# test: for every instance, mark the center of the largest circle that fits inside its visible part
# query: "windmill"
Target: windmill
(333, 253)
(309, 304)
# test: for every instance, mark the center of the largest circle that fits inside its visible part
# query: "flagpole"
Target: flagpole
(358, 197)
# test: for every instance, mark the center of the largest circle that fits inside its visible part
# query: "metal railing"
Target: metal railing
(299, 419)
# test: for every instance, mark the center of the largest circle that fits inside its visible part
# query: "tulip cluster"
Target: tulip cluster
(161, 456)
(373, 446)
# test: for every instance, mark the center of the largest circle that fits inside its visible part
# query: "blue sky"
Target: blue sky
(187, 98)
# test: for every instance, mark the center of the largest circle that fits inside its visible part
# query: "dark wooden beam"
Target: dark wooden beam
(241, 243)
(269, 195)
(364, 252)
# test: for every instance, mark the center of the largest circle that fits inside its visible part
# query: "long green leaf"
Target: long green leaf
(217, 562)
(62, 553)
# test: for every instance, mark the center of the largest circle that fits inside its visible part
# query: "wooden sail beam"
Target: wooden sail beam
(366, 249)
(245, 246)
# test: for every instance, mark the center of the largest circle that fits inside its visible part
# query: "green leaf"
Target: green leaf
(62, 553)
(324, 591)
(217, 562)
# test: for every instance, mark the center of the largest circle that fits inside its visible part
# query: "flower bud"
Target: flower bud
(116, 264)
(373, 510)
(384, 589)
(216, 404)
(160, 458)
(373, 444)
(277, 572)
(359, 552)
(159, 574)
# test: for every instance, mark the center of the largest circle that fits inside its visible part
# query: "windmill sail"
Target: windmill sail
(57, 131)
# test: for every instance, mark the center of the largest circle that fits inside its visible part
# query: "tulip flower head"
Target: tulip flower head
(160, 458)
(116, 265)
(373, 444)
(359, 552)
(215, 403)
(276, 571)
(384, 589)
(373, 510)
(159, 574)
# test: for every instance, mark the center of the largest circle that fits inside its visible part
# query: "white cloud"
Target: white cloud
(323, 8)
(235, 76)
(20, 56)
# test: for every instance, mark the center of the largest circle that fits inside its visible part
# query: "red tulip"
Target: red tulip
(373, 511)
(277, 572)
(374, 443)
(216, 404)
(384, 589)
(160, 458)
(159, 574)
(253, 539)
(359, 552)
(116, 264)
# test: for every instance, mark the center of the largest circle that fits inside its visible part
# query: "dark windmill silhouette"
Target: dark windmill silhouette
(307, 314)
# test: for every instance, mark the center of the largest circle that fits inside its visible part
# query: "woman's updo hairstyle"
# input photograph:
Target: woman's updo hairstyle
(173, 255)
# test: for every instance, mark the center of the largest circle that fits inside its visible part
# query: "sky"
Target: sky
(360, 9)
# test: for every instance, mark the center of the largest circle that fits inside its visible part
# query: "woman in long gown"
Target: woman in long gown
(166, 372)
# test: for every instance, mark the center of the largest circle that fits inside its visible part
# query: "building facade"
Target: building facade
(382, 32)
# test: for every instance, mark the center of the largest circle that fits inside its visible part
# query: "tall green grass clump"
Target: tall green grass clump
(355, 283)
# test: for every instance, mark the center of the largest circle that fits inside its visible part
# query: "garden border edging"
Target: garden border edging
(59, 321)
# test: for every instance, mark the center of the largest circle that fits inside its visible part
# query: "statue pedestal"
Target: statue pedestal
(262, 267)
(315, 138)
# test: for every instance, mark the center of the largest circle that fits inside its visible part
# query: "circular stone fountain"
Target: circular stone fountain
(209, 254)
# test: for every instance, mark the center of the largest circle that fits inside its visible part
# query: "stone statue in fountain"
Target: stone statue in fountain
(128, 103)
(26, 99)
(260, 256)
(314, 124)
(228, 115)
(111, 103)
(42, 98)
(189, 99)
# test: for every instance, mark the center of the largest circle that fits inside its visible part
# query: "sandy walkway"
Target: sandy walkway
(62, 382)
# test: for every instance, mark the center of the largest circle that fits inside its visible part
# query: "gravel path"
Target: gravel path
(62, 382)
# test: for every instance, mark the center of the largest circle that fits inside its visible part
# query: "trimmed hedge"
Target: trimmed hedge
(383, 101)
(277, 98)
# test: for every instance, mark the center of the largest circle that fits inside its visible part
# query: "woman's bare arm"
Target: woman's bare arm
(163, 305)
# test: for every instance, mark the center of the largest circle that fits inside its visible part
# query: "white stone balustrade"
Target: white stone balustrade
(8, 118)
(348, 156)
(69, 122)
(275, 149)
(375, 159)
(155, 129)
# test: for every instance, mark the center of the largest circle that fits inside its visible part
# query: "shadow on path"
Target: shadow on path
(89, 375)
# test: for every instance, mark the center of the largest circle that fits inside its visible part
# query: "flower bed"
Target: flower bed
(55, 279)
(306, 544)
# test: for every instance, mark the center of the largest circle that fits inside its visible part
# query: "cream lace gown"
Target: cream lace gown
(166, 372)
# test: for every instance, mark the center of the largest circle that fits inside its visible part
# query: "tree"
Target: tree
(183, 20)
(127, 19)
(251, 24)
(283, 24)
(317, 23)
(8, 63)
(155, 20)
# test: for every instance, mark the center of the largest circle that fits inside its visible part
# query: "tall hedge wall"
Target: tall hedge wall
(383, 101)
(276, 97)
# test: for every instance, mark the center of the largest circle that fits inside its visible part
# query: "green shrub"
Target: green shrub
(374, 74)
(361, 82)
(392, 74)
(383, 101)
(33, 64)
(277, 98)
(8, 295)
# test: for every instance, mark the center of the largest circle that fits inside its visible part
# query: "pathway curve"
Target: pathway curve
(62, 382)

------------------------------------

BRIEF: Nothing should be left out: return all of the records exactly.

RESPONSE:
# test: for every instance, mark the center of the largest circle that fits inside its visible part
# query: "windmill"
Target: windmill
(333, 253)
(309, 304)
# test: for every instance, mark the center of the largest circle that fits inside its visible part
# query: "flagpole"
Target: flagpole
(358, 197)
# test: for every instance, mark the center of the largest circle that fits inside its visible part
# query: "metal railing"
Target: metal railing
(299, 419)
# test: for every instance, mark the center of the largest circle that fits inside its visible part
# query: "tulip cluster"
Target: tulip cluster
(161, 456)
(373, 446)
# test: for every instance, mark the center of the largest circle that fits inside its visible part
# query: "blue sky"
Target: blue sky
(187, 98)
# test: for every instance, mark the center of the largest circle that fits inside its visible part
# query: "dark wooden beam"
Target: dark wooden beam
(241, 243)
(269, 195)
(364, 252)
# test: for every instance, mark the center of the largest circle that fits inside its visible part
# query: "long green leaf"
Target: long green leaf
(217, 562)
(62, 553)
# test: for every instance, mark the center of the largest circle that fits inside its visible part
# query: "wooden sail beam"
Target: wooden sail beam
(366, 249)
(245, 246)
# test: for every instance, mark the center of the largest circle that fits inside its visible part
# query: "green leaf"
Target: green leaf
(62, 553)
(324, 591)
(217, 562)
# test: for every instance, mark the center of the largest circle that fits inside its visible part
# query: "flower bud"
Target: flower bud
(116, 264)
(373, 510)
(384, 589)
(216, 404)
(160, 458)
(373, 444)
(277, 572)
(359, 552)
(159, 574)
# test: for every instance, mark the center of the largest circle that fits inside its visible part
# query: "windmill sail"
Target: windmill sail
(57, 131)
# test: for every instance, mark the center of the largest circle that fits inside its visible part
# query: "tulip flower head"
Target: tulip flower head
(160, 458)
(116, 265)
(373, 444)
(359, 552)
(215, 403)
(276, 571)
(384, 589)
(373, 510)
(159, 574)
# test: for every instance, mark the center of the largest circle that fits inside its visible part
# query: "white cloud"
Target: white cloud
(323, 8)
(235, 76)
(20, 56)
# test: for every instance, mark the center of the largest circle that fits inside its visible part
# query: "red tulip"
Target: red tulip
(373, 511)
(277, 572)
(374, 443)
(216, 404)
(384, 589)
(160, 458)
(159, 574)
(253, 539)
(359, 552)
(116, 264)
# test: for every instance, mark the center of the largest circle that fits inside its visible part
# query: "dark windmill silhouette"
Target: dark windmill silhouette
(307, 314)
# test: for every instance, mark the center of the largest circle that fits inside its visible part
# query: "woman's updo hairstyle"
# input photograph:
Target: woman's updo hairstyle
(173, 255)
# test: for every instance, mark the center of the largest circle that fits inside its visible part
# query: "sky"
Target: sky
(360, 9)
# test: for every instance, mark the center of the largest circle that fits inside its visible part
# query: "woman in long gown"
Target: woman in long gown
(166, 372)
# test: for every instance, mark the center of the largest circle that fits inside its visible part
# query: "building facade"
Target: building facade
(382, 32)
# test: for every instance, mark the center of the largest circle that fits inside its visible part
# query: "tall green grass clump"
Target: tall green grass clump
(355, 283)
# test: for every instance, mark the center of the largest circle that fits inside its visible part
# query: "garden border edging"
Target: garden border edging
(59, 321)
# test: for every instance, mark the center of the largest circle that fits inside its visible part
# query: "statue pedestal"
Target: statue pedestal
(262, 267)
(315, 138)
# test: for every instance, mark the center of the largest circle that fits inside its visible part
# query: "circular stone fountain"
Target: circular stone fountain
(209, 254)
# test: for every instance, mark the center of the largest circle that fits inside its visible part
# query: "stone statue in fountain"
Target: stone statue in fountain
(128, 103)
(26, 99)
(260, 256)
(314, 124)
(228, 115)
(111, 103)
(42, 98)
(189, 99)
# test: for every instance, mark the center of the largest circle that fits inside its visible part
# query: "sandy walkway"
Target: sandy walkway
(62, 382)
# test: for every instance, mark the center of the largest circle that fits inside its visible part
# query: "gravel path"
Target: gravel path
(62, 382)
# test: for every instance, mark the center of the largest circle that fits inside its visible part
# query: "trimmed hedge"
Target: trimmed hedge
(383, 101)
(277, 98)
# test: for every instance, mark the center of the largest circle that fits inside its visible part
# query: "woman's bare arm"
Target: woman's bare arm
(163, 305)
# test: for every instance, mark the center of the largest circle that fits inside its visible part
# query: "white stone balustrade"
Target: white stone balustrade
(8, 118)
(348, 156)
(69, 122)
(275, 149)
(375, 159)
(155, 129)
# test: for every instance, mark the center of the largest circle that fits inside its visible part
# query: "shadow on path"
Target: shadow on path
(89, 375)
# test: for every instance, mark the center of the largest circle that fits inside its visible part
# query: "flower bed"
Target: flower bed
(55, 279)
(306, 544)
# test: for every instance, mark the center of the largest circle that fits inside its visible part
# query: "cream lace gown"
Target: cream lace gown
(166, 372)
# test: for every instance, mark the center of the largest circle that fits inside its visible part
# query: "tree"
Target: tree
(183, 20)
(127, 19)
(251, 24)
(283, 24)
(317, 23)
(8, 63)
(155, 20)
# test: for every instance, mark the center of the largest circle that fits inside its visible part
# query: "tall hedge wall"
Target: tall hedge wall
(383, 101)
(276, 97)
# test: for every instance, mark the center of the largest circle that fits inside its visible part
# query: "green shrub"
Target: green shrub
(374, 74)
(361, 82)
(392, 74)
(383, 101)
(33, 64)
(277, 98)
(8, 295)
# test: for every instance, mark the center of the largest circle that fits inside its visible part
# query: "pathway curve"
Target: pathway curve
(62, 382)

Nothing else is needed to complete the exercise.